====== DOCUMENT SECTION

Building HorizonDB in production

Radar powers location at scale. Our platform handles more than a billion API requests every day, supporting hundreds of millions of devices around the world. 

In our previous blog post, How we replaced Elasticsearch and MongoDB with Rust and RocksDB, we shared the fundamental components of HorizonDB, our in-house geospatial database that powers our platform.

Today, we're excited to go under the hood and share part of the iterative engineering journey behind our search and geocoding APIs.

We'll talk about where the system stands today, and where it's headed next.

In this post we'll focus on two data structures that power HorizonDB: FST (finite state transducers) and Tantivy (inverted indices). We'll cover how our usages of these structures have shaped over time.

Building and scaling our system architecture

HorizonDB started as a month-long effort by engineers Jeff Kao and Bradley Schoeneweis. We were developing an address validation API. 

From proof-of-concept to 2-tier architecture

We also wanted to explore using Quickwit's Tantivy library and RocksDB, so we scoped the project to support just well-structured address validation requests.

Early results were promising: competitive performance on commodity hardware, with a smooth development, build, and deploy experience. We decided to take the service into production for address validation, and later expanded it to handle a subset of forward geocoding traffic.

That rollout went well. To expand its surface area and support Regions and Places (points-of-interest) in forward geocoding, we built separate Tantivy indexes and RocksDB stores for Regions and Places data. This isolation begins at the data source level and continues through our data pipelines, into our indexes and data stores. This isolation also exists at the code-level, separating domain-specific logic, and at runtime, executing each clients' queries on concurrent threads.

We also built a ranking component to aggregate, score, and sort results from each client.

At this point, HorizonDB was handling about 20% of our total search traffic. To support autocomplete, we needed to improve both performance and precision for short, prefix-style inputs.

Every system has a few defining characteristics that shape its optimization path. For HorizonDB, the key was that 80% of our queries are well-formed.

For example, a typical US address looks like:
[street number] [street] [unit] [city] [state] [postal code]
Region queries might be simpler, like:
[city] [state] or [state] [country]

Tantivy's inverted index had served us well up to this point, but we saw an opportunity to add a lightweight prefix-matching layer to speed things up.

That led us to Andrew Gallant's FST crate, which let us cache millions of "happy paths" in just a few megabytes of memory. On an FST hit, we could return results an order of magnitude faster than a Tantivy query. We got to work adding a happy-path cache to each of our clients.

As we added an FST to each client, we saw a clear performance boost. p50 latency dropped, fleet CPU usage decreased, and we were able to serve the same traffic with fewer machines. That gave us confidence to begin routing a subset of autocomplete traffic to HorizonDB.

============

◆ SET PROBLEM 1: Could you reproduce the passage of the HorizonDB post starting at "In our previous" and ending at "shaped over time."?
◆ SET PROBLEM 2: Do these statements agree with the HorizonDB post? (a) HorizonDB began as a month-long effort by two engineers. (b) Most of HorizonDB's queries are poorly formed. (c) On an FST hit, results came back about twice as fast as a Tantivy query. Answer yes or no for each and quote the words from the post that decide it.
◆ SET PROBLEM 3: Can you carry the HorizonDB post forward from its last paragraph?

====== INFORMATION PROVIDED

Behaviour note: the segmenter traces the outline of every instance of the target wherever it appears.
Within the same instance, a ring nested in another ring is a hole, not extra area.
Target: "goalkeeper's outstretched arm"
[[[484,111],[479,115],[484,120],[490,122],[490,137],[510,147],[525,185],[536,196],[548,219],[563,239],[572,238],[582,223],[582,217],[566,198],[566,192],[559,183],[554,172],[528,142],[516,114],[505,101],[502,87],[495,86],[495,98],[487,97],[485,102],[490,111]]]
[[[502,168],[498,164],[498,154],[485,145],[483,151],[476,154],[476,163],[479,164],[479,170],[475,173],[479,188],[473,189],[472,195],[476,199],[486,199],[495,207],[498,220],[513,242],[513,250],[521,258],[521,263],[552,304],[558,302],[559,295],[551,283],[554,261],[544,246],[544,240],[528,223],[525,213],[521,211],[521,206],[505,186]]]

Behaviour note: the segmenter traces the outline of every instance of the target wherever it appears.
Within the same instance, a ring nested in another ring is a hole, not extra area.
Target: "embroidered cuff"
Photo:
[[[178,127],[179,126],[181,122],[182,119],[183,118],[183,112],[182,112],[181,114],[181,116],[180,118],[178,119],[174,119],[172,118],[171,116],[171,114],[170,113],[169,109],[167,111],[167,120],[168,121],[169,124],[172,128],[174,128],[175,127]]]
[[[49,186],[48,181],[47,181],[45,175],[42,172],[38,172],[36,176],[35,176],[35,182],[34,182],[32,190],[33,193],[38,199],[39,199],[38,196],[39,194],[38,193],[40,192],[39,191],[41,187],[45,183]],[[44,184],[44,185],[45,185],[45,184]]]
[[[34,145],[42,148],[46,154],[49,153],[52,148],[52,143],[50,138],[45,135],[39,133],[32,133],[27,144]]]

============
====== INFORMATION PROVIDED

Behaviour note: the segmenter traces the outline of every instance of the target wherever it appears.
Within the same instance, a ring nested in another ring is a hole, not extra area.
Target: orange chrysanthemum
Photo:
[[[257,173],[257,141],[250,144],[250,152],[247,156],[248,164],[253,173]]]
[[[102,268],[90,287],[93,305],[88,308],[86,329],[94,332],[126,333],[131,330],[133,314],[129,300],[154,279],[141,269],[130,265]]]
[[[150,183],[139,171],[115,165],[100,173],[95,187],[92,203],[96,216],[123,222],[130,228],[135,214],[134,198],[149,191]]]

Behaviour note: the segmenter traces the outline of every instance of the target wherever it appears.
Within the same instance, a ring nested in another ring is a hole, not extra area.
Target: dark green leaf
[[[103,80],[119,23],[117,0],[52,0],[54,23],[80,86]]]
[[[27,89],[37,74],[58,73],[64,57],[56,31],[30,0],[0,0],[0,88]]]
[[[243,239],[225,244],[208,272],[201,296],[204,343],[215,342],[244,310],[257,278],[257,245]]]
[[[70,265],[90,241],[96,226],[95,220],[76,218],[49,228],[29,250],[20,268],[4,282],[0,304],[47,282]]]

============
====== INFORMATION PROVIDED

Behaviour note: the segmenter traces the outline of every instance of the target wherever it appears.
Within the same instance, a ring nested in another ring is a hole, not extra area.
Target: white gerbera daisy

============

◆ EXERCISE RESULT 1:
In our previous blog post, How we replaced Elasticsearch and MongoDB with Rust and RocksDB, we shared the fundamental components of HorizonDB, our in-house geospatial database that powers our platform.

Today, we're excited to go under the hood and share part of the iterative engineering journey behind our search and geocoding APIs.

We'll talk about where the system stands today, and where it's headed next.

In this post we'll focus on two data structures that power HorizonDB: FST (finite state transducers) and Tantivy (inverted indices). We'll cover how our usages of these structures have shaped over time.

◆ EXERCISE RESULT 2:
(a) Yes: "HorizonDB started as a month-long effort by engineers Jeff Kao and Bradley Schoeneweis."
(b) No: "the key was that 80% of our queries are well-formed."
(c) No: "On an FST hit, we could return results an order of magnitude faster than a Tantivy query."

◆ EXERCISE RESULT 3:
But we soon ran into a new bottleneck. Often, a query would hit one client's FST and return a good result in just a few milliseconds, but the request still had to wait for other clients to finish querying their own FSTs and fallback to Tantivy. For example, a query like "One Infinite Loop, Cupertino" might quickly match in the Address FST, but still wait on the Regions and Places clients.

We have addressed this in several ways, including building out query classification. But the system-level fix was to split the system into two tiers: a "fast" search tier powered by the FST, and a "deep" search tier powered by Tantivy. The fast tier is optimized for speed and precision, while the deep search tier optimizes for recall.

We added another ranking step after the fast path, along with logic to decide whether those results were good enough. This lets us run fast-path searches across all clients first and often return early, before falling back to deep search if needed.

The impact was significant. This architecture has held up over the past year as we've added query classification and tagging models, improved index usage, and matured our ranking system.

Ship, learn, expand

We didn't plan out this architecture on day one. Instead, it emerged from the problems we needed to solve. We might have designed it this way intentionally if we knew exactly what we needed, but discovery was part of the process. What I can say with certainty is that building it this way allowed us to derisk the entire effort and incrementally realize value on our engineering investment.

Soon after v1 was complete, HorizonDB was already serving a narrow slice of traffic. Each improvement allowed it to handle more traffic. The more real-world traffic it handled, and the more developer time we put in, the clearer the problem statement became: the constraints HorizonDB needed to operate within, what it needed to be a viable long-term investment, and where we could make domain-specific optimizations.

Because of that, there were very few risky, large-scale cutovers. We used traffic shadowing and API diff to maintain search quality while optimizing for performance. We rolled out changes in phases, kept a safety net in place, and gradually migrated endpoints off our legacy search stack.

In May 2024, a little over a year after we kicked off the project, we fully sunset our non-HorizonDB search infrastructure.

Of course, it wasn't as simple as just dropping data into these structures. In the next section, I'll share a few challenges we ran into when building the indexes, and how we resolved them.

Indexing 500M FST labels 

Our initial FST builds had several performance hot spots. We resolved these issues through partitioning, custom automatons, motivated from simple query analysis.

The initial build

We explain some of how FSTs work in our previous HorizonDB post, but I’d also recommend Andrew Gallant's post, Index 1,600,000,000 Keys with Automata and Rust.

When we started building our first FSTs, we identified a set of common query shapes we wanted to support. A few examples:

And if you can imagine all the different ways people search for a place, I owe you a dollar.

Labels are cheap. Taking into account synonyms, city aliases, nearby cities with common landmarks, and other variations, we generated over 500 million labels to represent our dataset. We stored some basic metadata in the label's u64 value and tied each label to its underlying record by appending the record's internal ID, like this:

A query like "San J" would return all keys starting with "sanj". We do preliminary ranking and filtering based on metadata, parse out the best record IDs, and fetch full records from RocksDB for "deeper" ranking.

This initial strategy had some issues:

• Region name prefixes follow a power-law distribution. Common prefixes, like "New" or "San", appear extremely often. 
• There are millions of unique postal codes worldwide. In countries like Canada, Brazil, and Ireland, there are unique postal codes per block.
• Postal code label variations comprised the bulk of our label space while actual postal code queries represented just a portion of our search volume.
• Due to our automaton implementation, we had to traverse every matching result before we could apply any filtering rules.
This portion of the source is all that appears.